**Requirement 1**
Summarize the comment below in three sentences.
-- START OF Document --
I really like how you've framed this Josh.

(1) My personal feelings are a 6. The main question of doubt I have is whether or not corporations can do this authentically. If they try to control it they are doomed. So, your last line above in #5 is critical. Can they do it with respect. But, I am an idealist and see the potential of companies getting behind this to improve talent attraction, engagement and how innovation is reimagined.

(2) I don't currently have a boss - YEAH, but if I think about my last two they would probably be about a 4 with the main questions being the pace of change and how long it would take the corporation to get "comfortable" with an open environment. Also, in a public company there would be an assumption of risk - although I wonder if they realize there is actually more risk in not being open because the groundswell will move along without them.

(3) I recently presented on Social to a group of about 50 companies and the feeling across the board was twofold - there was fear and they felt overwhelmed. These were all public companies so that is where the fear comes from. Again, they don't yet realize this is moving along with or without them so how fear is being internalized is in part coming from being uninformed and/or uncertain of what is happening with Social. With regards to being overwhelmed - this is primarily a resource issue (these were mostly HR/Recruiting execs) and the absence of integration with corp/employment branding initiatives and support to develop and deliver a holistic solution is absent. Lastly, I think it comes in part from simply being overwhelmed with the pace of advancement of Social and the time it takes for companies to grasp the tools and develop a solution. In time I believe we will see a reallocation or marketing resources and the identification of a Social Brand/Relationship Strategist.
-- END OF Document --
-- START OF Entries --
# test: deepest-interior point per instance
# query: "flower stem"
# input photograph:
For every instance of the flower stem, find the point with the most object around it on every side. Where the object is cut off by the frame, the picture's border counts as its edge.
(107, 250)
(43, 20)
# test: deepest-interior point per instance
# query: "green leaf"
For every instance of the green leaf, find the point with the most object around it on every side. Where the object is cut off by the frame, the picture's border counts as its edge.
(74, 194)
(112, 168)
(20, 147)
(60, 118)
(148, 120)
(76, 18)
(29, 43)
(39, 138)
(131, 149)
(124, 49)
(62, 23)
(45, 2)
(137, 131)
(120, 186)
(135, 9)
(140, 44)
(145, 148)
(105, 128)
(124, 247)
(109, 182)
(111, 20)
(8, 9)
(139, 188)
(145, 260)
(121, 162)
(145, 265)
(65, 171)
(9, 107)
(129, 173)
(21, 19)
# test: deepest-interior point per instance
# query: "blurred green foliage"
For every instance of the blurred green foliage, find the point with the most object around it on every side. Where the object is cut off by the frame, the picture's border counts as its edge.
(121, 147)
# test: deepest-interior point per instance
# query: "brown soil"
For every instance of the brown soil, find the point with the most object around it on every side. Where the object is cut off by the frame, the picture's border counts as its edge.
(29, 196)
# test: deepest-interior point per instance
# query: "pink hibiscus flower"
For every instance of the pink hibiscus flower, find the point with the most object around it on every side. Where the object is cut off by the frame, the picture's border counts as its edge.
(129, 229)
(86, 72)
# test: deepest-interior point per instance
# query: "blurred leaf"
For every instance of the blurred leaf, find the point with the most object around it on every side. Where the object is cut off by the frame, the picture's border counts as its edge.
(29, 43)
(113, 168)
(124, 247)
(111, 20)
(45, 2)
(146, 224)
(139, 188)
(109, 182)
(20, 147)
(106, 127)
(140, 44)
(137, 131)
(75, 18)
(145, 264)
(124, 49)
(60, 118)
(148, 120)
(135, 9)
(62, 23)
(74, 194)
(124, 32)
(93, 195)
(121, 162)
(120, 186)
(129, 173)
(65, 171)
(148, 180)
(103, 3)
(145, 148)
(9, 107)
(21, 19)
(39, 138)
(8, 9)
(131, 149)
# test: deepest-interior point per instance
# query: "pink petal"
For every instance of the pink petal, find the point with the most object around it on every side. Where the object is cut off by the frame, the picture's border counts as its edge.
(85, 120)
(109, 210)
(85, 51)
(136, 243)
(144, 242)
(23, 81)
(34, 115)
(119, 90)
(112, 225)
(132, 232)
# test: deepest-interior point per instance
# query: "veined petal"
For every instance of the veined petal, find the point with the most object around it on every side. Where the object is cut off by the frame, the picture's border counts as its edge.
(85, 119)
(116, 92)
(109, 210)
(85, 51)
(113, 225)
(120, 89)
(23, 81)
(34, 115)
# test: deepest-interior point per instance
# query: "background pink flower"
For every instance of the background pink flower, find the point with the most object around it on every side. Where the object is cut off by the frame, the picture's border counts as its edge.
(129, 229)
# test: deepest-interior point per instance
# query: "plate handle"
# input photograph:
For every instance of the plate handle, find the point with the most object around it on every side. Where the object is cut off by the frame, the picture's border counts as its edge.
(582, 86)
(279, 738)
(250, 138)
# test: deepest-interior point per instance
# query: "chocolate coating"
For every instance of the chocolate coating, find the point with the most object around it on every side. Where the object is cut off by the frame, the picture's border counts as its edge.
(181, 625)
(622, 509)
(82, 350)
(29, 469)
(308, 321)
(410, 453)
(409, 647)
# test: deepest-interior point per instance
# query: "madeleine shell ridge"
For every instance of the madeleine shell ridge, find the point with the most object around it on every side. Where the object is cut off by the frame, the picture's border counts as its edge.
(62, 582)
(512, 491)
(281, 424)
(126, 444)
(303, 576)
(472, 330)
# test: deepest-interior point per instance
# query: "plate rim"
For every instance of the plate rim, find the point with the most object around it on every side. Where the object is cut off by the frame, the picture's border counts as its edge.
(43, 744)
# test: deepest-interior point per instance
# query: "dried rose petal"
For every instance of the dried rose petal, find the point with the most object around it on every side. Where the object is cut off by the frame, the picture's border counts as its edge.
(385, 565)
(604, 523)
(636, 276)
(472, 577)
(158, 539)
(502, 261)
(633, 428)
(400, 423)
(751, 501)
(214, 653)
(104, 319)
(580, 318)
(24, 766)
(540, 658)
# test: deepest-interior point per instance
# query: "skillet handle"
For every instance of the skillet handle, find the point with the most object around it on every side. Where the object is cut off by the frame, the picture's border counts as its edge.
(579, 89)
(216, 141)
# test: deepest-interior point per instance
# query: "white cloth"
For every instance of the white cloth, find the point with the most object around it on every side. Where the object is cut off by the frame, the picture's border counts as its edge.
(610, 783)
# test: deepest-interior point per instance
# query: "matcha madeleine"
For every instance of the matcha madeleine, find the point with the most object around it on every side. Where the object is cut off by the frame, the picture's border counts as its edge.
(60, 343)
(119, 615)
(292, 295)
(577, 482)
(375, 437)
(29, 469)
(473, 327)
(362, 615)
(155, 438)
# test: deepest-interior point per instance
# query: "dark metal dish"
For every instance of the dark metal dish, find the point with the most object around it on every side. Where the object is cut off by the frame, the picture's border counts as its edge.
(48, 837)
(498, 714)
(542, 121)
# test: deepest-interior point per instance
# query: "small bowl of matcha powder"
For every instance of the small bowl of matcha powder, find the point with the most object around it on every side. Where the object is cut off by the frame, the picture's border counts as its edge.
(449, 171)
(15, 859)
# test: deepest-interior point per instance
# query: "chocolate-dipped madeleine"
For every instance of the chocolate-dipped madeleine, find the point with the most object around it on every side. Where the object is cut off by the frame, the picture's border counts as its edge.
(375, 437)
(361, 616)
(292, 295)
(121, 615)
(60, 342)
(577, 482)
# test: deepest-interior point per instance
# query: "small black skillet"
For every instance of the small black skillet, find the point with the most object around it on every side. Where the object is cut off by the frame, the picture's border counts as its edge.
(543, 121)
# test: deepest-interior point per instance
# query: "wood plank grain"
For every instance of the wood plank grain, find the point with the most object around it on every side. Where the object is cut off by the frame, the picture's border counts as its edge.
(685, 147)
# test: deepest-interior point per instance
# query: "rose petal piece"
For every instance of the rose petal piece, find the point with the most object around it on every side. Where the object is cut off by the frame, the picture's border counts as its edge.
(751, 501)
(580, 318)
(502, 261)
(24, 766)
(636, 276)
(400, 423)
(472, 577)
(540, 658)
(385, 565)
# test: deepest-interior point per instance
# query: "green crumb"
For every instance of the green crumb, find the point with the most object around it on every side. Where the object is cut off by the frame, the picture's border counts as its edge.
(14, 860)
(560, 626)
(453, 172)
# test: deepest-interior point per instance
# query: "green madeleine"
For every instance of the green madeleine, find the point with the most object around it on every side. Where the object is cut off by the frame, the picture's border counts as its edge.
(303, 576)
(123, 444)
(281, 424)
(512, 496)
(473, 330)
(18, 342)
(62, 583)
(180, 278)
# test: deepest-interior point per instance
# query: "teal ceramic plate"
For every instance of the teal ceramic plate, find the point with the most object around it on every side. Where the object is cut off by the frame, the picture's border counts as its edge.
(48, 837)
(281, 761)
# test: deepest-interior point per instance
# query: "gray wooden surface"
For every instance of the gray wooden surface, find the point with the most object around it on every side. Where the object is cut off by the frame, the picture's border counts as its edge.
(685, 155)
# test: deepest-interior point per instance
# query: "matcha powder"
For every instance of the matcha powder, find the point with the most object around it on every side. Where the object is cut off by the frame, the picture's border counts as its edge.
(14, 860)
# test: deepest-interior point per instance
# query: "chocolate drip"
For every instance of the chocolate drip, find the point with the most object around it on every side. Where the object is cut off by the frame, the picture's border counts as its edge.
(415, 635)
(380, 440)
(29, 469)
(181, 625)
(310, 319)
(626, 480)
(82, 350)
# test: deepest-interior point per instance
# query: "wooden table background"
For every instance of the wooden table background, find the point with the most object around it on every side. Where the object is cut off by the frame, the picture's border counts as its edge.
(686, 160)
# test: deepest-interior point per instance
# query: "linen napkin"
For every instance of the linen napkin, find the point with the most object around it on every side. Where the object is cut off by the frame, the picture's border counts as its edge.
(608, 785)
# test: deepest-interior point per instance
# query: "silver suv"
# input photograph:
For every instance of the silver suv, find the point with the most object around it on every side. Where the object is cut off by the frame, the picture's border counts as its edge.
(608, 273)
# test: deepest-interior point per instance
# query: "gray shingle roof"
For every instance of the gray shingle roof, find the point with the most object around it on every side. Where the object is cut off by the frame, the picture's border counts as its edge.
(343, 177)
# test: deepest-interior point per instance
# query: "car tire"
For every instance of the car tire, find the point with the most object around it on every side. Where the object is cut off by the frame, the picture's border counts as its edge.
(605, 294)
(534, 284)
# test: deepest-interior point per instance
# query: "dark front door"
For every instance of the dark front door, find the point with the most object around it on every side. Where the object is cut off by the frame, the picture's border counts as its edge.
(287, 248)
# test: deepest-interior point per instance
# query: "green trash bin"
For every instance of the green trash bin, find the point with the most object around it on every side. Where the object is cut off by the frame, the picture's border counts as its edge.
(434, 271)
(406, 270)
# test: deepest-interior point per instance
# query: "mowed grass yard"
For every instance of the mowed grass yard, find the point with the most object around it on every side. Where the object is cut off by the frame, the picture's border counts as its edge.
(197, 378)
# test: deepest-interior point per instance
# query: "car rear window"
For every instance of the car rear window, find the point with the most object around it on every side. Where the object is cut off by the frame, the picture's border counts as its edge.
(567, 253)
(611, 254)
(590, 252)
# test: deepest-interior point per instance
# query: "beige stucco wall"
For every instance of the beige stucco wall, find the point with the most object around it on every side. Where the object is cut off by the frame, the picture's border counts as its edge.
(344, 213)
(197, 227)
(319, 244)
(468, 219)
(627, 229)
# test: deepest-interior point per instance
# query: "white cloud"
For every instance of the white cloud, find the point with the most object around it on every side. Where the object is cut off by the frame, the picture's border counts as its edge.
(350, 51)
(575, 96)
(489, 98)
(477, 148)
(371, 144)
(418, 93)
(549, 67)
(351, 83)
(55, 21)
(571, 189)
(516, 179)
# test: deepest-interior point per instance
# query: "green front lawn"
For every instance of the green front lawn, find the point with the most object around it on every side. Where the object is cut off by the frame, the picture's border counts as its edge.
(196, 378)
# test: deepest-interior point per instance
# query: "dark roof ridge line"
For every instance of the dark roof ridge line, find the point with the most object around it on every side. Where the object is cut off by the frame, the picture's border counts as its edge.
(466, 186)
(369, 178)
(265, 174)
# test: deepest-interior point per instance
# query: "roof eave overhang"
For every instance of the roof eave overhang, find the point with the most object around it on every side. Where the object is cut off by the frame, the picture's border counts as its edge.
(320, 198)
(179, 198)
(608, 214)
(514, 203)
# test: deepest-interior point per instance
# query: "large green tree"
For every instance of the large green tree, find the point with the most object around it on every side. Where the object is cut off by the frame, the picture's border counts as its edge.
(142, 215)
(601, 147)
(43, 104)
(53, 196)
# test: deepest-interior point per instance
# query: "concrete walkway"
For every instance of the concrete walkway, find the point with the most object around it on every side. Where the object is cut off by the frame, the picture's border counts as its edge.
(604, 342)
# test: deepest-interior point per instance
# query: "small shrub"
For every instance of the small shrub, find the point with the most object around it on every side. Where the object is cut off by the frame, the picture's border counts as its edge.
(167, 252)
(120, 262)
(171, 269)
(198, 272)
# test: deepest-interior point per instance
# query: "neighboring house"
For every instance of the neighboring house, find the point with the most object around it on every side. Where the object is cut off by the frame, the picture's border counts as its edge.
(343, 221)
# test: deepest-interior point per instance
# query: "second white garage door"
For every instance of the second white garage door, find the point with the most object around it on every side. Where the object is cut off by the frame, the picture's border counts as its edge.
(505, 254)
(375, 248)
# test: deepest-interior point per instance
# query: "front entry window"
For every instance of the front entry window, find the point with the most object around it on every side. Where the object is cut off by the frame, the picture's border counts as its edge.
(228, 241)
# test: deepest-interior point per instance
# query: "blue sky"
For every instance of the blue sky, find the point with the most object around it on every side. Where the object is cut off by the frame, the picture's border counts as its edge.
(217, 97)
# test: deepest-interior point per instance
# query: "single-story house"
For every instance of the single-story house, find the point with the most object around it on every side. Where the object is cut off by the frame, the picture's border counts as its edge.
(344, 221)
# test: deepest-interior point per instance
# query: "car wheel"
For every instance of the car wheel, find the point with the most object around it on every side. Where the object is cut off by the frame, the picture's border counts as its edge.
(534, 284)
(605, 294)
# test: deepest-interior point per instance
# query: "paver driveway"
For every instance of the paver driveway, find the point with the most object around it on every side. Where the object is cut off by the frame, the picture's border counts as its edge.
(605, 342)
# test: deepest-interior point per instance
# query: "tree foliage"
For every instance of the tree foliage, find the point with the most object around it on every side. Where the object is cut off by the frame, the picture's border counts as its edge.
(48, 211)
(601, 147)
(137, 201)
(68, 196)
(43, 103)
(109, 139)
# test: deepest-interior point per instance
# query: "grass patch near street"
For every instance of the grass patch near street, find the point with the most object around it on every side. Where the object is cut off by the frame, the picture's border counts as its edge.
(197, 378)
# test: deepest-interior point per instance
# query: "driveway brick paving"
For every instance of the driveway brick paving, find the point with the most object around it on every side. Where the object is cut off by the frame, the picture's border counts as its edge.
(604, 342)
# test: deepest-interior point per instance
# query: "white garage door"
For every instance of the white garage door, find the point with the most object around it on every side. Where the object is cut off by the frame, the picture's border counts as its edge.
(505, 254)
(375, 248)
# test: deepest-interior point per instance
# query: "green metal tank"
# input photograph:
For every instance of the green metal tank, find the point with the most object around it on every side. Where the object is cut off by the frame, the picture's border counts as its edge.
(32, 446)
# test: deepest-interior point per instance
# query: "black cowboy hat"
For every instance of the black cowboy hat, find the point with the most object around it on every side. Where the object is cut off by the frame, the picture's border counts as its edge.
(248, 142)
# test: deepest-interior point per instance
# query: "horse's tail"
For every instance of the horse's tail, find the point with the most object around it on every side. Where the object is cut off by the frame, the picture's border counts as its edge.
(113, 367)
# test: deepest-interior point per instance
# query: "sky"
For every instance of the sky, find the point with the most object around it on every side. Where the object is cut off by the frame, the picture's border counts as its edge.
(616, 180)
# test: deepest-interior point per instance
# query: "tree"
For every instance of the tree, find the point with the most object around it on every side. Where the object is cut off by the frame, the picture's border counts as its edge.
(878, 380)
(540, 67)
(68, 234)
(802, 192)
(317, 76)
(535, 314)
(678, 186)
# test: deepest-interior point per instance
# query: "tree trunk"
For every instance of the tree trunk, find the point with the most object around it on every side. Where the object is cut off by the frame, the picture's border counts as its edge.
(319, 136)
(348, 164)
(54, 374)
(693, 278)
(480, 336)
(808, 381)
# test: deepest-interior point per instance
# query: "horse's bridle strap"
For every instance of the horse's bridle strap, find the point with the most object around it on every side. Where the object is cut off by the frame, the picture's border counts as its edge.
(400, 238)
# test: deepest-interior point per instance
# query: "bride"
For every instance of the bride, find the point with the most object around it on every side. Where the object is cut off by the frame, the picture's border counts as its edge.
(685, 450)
-- END OF Entries --
**Requirement 2**
Count the lines of the records that contain the string "garage", treating case as significant. Reply with the number alone.

**Result 1**
The writer rates their own feelings about companies embracing Social a 6. They doubt corporations can do it authentically, but they see potential for talent attraction, engagement and reimagined innovation. They judge that their last two bosses would be about a 4, worried about the pace of change and risk, and they report that about 50 public companies they presented to felt fear from being uninformed and felt overwhelmed by resource gaps and the pace of Social, which the writer expects will lead to reallocated marketing resources and a Social Brand/Relationship Strategist role.

**Result 2**
4